- [READING TEXT]:
***
The qualified intermediary is the quiet center of every deferred 1031 exchange. Required by the tax rules, the QI holds your sale proceeds between the sale of your old property and the purchase of your new one — the single condition that keeps the exchange valid. Because the QI holds your entire proceeds, often for months, and because the industry is lightly regulated at the federal level, understanding what a QI does and how to choose a safe one is among the most consequential decisions in your exchange. This guide covers both.
What Is a Qualified Intermediary?
A qualified intermediary (QI) — sometimes called an accommodator or exchange facilitator — is an independent third party that facilitates a 1031 exchange by holding the proceeds from your sale and using them to acquire your replacement property. The QI stands between you and the money so that you never have actual or constructive receipt of it.
Without a QI, a sale and a purchase are just two separate taxable transactions. The QI is what links them into a single like-kind exchange in the eyes of the tax rules, by holding the funds and documenting the transaction as an exchange from the outset.
The QI must be independent — it cannot be you, your agent, your attorney, your CPA, or certain other related parties who have acted for you within the prior two years. Independence is part of what makes the structure work.
***
Dataset entries:
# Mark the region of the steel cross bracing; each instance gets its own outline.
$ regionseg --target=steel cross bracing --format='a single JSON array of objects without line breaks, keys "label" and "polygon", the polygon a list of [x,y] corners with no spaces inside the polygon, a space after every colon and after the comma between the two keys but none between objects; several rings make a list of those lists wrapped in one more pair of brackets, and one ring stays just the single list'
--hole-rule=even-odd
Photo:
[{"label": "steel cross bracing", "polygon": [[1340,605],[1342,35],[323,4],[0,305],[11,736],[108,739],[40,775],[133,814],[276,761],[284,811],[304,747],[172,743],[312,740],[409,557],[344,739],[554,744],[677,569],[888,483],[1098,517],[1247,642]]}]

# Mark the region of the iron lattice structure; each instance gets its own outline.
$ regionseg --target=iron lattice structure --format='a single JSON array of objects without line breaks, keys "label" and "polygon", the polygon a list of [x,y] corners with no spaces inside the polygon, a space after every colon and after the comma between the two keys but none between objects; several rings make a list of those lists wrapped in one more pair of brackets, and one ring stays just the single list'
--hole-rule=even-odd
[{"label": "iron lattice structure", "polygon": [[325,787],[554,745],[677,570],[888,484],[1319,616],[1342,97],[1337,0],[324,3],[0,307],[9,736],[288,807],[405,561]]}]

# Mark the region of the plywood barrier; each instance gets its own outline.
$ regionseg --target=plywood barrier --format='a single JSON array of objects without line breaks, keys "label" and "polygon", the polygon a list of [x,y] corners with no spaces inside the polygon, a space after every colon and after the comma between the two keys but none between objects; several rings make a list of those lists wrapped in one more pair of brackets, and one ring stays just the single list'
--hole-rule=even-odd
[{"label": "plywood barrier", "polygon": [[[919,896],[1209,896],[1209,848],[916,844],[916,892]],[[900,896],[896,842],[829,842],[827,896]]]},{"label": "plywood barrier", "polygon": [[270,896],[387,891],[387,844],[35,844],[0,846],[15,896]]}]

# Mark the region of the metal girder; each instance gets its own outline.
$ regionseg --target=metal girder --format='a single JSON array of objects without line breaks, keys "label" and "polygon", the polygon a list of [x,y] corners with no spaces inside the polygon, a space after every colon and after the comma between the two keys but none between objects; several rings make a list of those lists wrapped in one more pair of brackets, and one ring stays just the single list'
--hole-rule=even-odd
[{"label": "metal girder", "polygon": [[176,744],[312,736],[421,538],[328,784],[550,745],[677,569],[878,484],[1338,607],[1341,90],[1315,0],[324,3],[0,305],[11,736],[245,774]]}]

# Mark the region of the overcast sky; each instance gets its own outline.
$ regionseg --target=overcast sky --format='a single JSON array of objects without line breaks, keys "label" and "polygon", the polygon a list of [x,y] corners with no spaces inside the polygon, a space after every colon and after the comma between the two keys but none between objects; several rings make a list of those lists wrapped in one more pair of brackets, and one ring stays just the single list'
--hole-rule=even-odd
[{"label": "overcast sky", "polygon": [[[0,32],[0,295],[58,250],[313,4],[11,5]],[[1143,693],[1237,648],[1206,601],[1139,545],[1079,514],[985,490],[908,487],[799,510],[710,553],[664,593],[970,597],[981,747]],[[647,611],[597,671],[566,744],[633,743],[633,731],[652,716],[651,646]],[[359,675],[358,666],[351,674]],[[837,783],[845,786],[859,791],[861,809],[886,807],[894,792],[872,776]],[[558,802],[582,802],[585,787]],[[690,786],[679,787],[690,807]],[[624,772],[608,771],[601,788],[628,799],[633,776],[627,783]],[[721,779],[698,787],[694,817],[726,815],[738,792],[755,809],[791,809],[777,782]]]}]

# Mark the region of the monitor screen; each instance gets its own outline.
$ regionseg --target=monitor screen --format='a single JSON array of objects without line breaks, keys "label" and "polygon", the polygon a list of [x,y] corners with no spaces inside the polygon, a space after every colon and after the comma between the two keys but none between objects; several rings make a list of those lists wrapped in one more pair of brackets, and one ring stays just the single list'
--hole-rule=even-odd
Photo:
***
Can you reproduce, word for word, the passage of the 1031 exchange text that begins at "A qualified intermediary (QI)" and stops after "the structure work."?

A qualified intermediary (QI) — sometimes called an accommodator or exchange facilitator — is an independent third party that facilitates a 1031 exchange by holding the proceeds from your sale and using them to acquire your replacement property. The QI stands between you and the money so that you never have actual or constructive receipt of it.
Without a QI, a sale and a purchase are just two separate taxable transactions. The QI is what links them into a single like-kind exchange in the eyes of the tax rules, by holding the funds and documenting the transaction as an exchange from the outset.
The QI must be independent — it cannot be you, your agent, your attorney, your CPA, or certain other related parties who have acted for you within the prior two years. Independence is part of what makes the structure work.